→ **READING TEXT**:
· · · ·
Supernatural episode 12
11 got deleted from my DVR and it's not on On Demand. Damn them
"How about you handsome." AHAHAHAHAHAHA She don't want you Dean. Everyone want's Cas.
"We've been looking for teachable moments."
"The internet here sucks." Poor Sammy
"Why is the upside to smell like food?"
"Screens down. Eyes front. Shut up." "Sorry mom." UUUUUUUGGGGGHHHHH. No. Just. No to all of this.
*Castiel leans in and sniffs* YOU CANNOT SNIFF YOUR WAITRESS OMG CAS!!! I Know you're testing the smells like food thing but baby please.
"My devastatingly handsome friend was just wondering when do you get off." "Whenever I can." "Ayoh!"
"Everything is gonna be fine" *My baby dripping blood AGAIN. First words out of his mouth* "Where are Sam and Dean?"
"The demon who killed Sam Winchester. They're gonna tell stories about me." "Oh no they won't." Yeah, no way Dean was letting you kill his baby brother.
Poor Wally
Slow mo walk down the street? Why does Cas look like the only natural one walking like that?
"Urination I understand."
That demon literally elbowed Dean in the face to get to Cas
Can we stop torturing Cas please and let him get back to being a Bad Ass fighter and not just the one who constantly has to be saved like he's a damsel?
· · · ·
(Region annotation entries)
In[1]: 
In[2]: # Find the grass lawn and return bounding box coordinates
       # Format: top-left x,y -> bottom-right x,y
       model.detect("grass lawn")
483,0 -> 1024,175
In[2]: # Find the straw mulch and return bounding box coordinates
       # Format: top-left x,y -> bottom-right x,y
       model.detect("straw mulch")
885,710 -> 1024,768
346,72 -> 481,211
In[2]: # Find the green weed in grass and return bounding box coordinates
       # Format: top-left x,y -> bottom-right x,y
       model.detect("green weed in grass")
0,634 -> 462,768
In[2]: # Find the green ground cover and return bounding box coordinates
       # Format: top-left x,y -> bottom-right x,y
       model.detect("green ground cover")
· · · ·
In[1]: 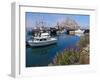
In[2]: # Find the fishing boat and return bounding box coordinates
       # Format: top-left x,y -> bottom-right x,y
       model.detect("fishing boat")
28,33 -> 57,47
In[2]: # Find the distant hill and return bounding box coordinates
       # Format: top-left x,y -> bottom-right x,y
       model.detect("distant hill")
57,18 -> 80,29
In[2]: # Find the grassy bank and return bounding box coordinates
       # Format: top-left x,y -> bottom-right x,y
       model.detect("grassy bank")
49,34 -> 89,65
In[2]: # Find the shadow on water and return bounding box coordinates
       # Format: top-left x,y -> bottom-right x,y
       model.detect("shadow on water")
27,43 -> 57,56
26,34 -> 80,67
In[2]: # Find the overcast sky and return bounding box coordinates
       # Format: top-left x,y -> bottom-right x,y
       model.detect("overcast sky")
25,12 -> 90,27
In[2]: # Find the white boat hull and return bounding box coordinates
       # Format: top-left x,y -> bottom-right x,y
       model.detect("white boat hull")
· · · ·
→ **ACTIONS TO TAKE**:
1) Return each line of the records that contains the string "overcast", treating uppercase and lowercase letters as distinct.
2) Continue the Supernatural episode notes, picking up after their final line.

→ **ANSWERS FOR THE EXERCISE**:
1)
In[2]: # Find the overcast sky and return bounding box coordinates
       model.detect("overcast sky")

2)
And Sam and Dean show up and Dean runs RIGHT FOR CAS and leaves Sam to ask Mary the questions
Why are we tarentinoing this episode?
Yeah, Mary is literally working with the men who tortured her sons. Nice.
So....Mary is using the Men of letters for their gear. Using her sons for backup all the while keeping everything she's doing a secret? Keeping left and right hands separate? Sigh.
"I think the Demon's spear was poisoned. I think I'm dying." THE LOOK ON DEANS FACE "No. No. You just need some time okay?"
"Sam. Sammy!"
Crowley! Welcome back
"What's up with feathers?"
Lance of Michael. That's probably so powerful
"I was quite fond of the choir boy too." "Shut up. Shut up." Oh man. Dean will break your neck if you insinuate that Cas will die.
"Help us or get the hell out of here!"
"3 Humans with one good liver between them?" .....Who has the good liver? Mary? Or Sam? We know it's not Dean. But then Sam doesn't drink really THAT much. But Mary hasn't been alive for that long, but she could have destroyed it quickly....I'm thinking Sam has the good liver. Which means, Damn Mary, get that shit under control. it took Dean YEARS to damage himself that far. It took you, what? Months?
"Cas come on." "No. You listen to me.Look thank you, thank you. Knowing you. I, it's been the best part of my life. And the things we've shared together. They've changed me. You're my family. I love you. I love all of you." IT PANNED TO DEAN BOTH FUCKING TIMES!! WHY THE FUCK WOULD YOU DO THAT UNLESS IT WAS A DECLARATION!!!!!
"Cas No." "You need to keep fighting." "We are fighting. We're fighting for you." SAM MY BABY MOOSE YES
"And like you said, you're family. And we don't leave family behind."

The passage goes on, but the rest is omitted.